Document segment:
————

Not everybody remembers a time when the only way to pay a bill, other than using cash, was to write a check. With the dawning of the age of technology, automatic fund transfers have become the norm and, in modern times, they are easy to handle for even those not entirely internet savvy. Companies like PayPal walk you through the process, making checks and checking accounts less important in our lives. But lots of people still use checks to pay bills, including rent to a landlord or monthly utilities. And that means that some people sometimes write checks without having enough funds in their account. If you write a check in Michigan that is returned for insufficient funds, you have a short window of time to make it good. If you don't, the consequences can be severe – check fraud is a felony in Michigan.
Michigan Bad Check Laws
Just yesterday, it seems, checks were an essential part of an adult's financial life. As recently as 2014, adults in this country paid over 8 billion bills by check in an amount totaling $4.3 trillion. Today that amount is far less thanks to newer, easier ways to transfer money with the click of a key on your smart phone or computer.

————

Data entries:
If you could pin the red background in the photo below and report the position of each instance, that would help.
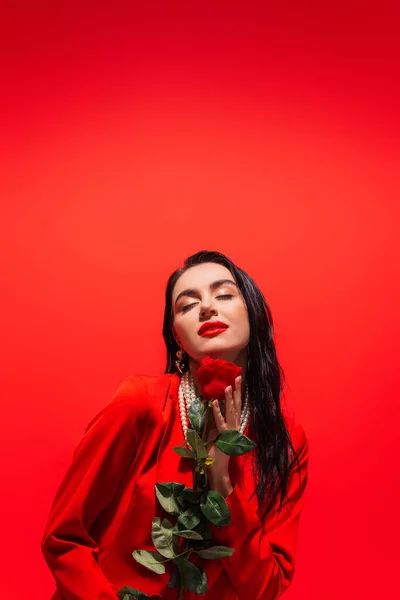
(136, 135)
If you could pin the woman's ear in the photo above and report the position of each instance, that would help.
(176, 338)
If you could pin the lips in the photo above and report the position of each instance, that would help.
(212, 326)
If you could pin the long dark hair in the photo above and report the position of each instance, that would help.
(265, 378)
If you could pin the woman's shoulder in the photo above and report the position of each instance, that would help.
(143, 385)
(148, 391)
(135, 399)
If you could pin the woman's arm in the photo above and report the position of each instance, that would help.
(100, 461)
(263, 563)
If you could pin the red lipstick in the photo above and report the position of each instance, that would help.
(212, 328)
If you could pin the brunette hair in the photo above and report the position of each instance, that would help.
(265, 378)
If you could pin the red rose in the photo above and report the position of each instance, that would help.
(214, 375)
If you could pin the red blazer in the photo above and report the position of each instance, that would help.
(105, 504)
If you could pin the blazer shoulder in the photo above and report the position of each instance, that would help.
(129, 402)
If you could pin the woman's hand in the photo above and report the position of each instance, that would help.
(219, 471)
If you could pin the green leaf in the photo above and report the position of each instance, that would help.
(185, 452)
(167, 494)
(234, 443)
(197, 444)
(162, 537)
(204, 529)
(197, 414)
(174, 579)
(215, 552)
(188, 497)
(187, 534)
(216, 509)
(128, 593)
(189, 519)
(194, 578)
(151, 560)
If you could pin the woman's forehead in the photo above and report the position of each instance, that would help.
(201, 276)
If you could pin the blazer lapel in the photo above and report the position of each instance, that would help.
(171, 466)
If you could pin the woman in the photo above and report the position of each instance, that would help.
(104, 507)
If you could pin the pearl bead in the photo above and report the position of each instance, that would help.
(187, 395)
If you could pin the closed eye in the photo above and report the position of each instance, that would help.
(223, 296)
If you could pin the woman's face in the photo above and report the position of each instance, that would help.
(203, 294)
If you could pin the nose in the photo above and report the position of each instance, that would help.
(208, 311)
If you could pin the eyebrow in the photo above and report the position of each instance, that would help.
(213, 286)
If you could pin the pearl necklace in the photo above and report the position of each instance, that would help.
(187, 394)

————

Directions: Quote the stretch of the Michigan bad check text above from "Not everybody remembers" through "felony in Michigan.".

Correct response:
Not everybody remembers a time when the only way to pay a bill, other than using cash, was to write a check. With the dawning of the age of technology, automatic fund transfers have become the norm and, in modern times, they are easy to handle for even those not entirely internet savvy. Companies like PayPal walk you through the process, making checks and checking accounts less important in our lives. But lots of people still use checks to pay bills, including rent to a landlord or monthly utilities. And that means that some people sometimes write checks without having enough funds in their account. If you write a check in Michigan that is returned for insufficient funds, you have a short window of time to make it good. If you don't, the consequences can be severe – check fraud is a felony in Michigan.